Segment Start: Records to process

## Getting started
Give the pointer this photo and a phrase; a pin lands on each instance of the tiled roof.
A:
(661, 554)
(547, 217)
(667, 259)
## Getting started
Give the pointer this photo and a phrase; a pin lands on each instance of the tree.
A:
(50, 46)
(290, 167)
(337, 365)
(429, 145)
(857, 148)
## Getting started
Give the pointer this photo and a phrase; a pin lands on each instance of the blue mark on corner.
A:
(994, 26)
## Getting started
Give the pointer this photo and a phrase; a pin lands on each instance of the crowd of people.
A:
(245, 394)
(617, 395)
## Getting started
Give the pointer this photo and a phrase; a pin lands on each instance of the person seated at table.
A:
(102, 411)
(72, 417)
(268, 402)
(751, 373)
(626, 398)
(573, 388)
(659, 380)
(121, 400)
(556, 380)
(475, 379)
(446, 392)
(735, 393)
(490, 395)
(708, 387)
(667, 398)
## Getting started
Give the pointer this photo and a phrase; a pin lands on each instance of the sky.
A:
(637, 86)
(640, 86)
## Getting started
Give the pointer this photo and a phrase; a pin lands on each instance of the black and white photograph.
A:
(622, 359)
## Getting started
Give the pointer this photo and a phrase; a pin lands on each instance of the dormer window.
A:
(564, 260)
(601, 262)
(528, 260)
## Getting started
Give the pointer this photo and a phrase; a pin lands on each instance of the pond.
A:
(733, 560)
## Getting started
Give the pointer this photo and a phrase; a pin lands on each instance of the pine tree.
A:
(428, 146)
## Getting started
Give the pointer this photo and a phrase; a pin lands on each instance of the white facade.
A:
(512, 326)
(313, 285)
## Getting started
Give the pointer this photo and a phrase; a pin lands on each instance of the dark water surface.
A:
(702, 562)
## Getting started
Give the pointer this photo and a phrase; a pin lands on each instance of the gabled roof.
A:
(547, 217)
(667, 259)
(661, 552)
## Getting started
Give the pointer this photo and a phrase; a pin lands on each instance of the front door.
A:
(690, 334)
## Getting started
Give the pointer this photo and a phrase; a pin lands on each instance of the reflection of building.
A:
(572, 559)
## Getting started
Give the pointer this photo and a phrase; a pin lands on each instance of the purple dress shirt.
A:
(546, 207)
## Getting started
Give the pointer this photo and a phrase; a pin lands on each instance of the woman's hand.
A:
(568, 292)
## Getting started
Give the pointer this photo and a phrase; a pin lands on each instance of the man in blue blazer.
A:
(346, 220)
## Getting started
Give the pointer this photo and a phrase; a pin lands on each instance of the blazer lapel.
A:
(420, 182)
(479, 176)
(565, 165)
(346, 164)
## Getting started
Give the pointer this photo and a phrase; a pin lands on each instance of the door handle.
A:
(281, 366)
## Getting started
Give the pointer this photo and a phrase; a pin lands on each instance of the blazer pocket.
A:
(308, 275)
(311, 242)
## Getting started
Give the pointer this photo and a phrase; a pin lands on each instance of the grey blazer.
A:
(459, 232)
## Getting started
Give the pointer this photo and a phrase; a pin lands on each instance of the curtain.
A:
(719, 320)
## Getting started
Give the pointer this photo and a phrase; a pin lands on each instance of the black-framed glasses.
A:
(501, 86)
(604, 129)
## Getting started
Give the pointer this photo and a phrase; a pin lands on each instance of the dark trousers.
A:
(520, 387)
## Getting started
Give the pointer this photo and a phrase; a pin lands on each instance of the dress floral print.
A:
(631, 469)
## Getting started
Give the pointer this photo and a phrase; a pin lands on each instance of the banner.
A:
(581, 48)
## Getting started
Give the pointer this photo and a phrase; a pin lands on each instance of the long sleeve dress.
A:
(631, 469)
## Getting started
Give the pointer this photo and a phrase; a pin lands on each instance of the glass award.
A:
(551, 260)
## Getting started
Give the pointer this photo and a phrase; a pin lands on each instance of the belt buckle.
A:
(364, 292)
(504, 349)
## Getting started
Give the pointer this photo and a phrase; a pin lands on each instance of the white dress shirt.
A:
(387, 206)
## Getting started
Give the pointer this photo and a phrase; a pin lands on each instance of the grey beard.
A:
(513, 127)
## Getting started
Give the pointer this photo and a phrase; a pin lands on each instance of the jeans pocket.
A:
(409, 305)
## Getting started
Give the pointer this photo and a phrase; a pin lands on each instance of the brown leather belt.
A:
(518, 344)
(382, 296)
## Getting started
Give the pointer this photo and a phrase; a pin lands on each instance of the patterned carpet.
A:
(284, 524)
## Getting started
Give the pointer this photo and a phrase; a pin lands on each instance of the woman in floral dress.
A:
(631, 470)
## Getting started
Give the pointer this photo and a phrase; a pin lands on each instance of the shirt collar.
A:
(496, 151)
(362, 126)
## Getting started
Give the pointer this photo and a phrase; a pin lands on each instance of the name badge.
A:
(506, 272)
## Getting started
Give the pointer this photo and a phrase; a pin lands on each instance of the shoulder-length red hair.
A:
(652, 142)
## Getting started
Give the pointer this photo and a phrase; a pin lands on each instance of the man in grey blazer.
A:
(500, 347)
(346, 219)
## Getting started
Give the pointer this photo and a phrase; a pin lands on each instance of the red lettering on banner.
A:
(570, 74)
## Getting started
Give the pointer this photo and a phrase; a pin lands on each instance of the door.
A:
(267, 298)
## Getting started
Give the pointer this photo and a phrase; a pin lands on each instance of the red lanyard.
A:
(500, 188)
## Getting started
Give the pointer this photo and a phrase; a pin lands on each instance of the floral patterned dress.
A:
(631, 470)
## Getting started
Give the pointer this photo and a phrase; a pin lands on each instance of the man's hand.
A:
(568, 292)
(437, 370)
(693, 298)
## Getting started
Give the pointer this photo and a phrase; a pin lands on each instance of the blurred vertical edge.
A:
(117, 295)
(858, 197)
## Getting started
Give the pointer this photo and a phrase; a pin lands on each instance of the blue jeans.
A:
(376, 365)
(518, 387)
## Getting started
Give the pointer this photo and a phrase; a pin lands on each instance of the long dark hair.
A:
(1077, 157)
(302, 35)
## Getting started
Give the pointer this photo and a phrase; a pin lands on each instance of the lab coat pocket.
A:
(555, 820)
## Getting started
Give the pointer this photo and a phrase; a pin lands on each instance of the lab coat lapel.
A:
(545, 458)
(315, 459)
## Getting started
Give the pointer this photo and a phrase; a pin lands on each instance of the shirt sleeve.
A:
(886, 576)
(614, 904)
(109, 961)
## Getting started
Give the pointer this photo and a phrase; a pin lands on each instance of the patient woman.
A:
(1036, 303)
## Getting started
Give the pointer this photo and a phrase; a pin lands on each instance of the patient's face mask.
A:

Segment End: Records to process

### Work order
Your answer should be a single number: how many lines of the material above include "floral".

### Task answer
3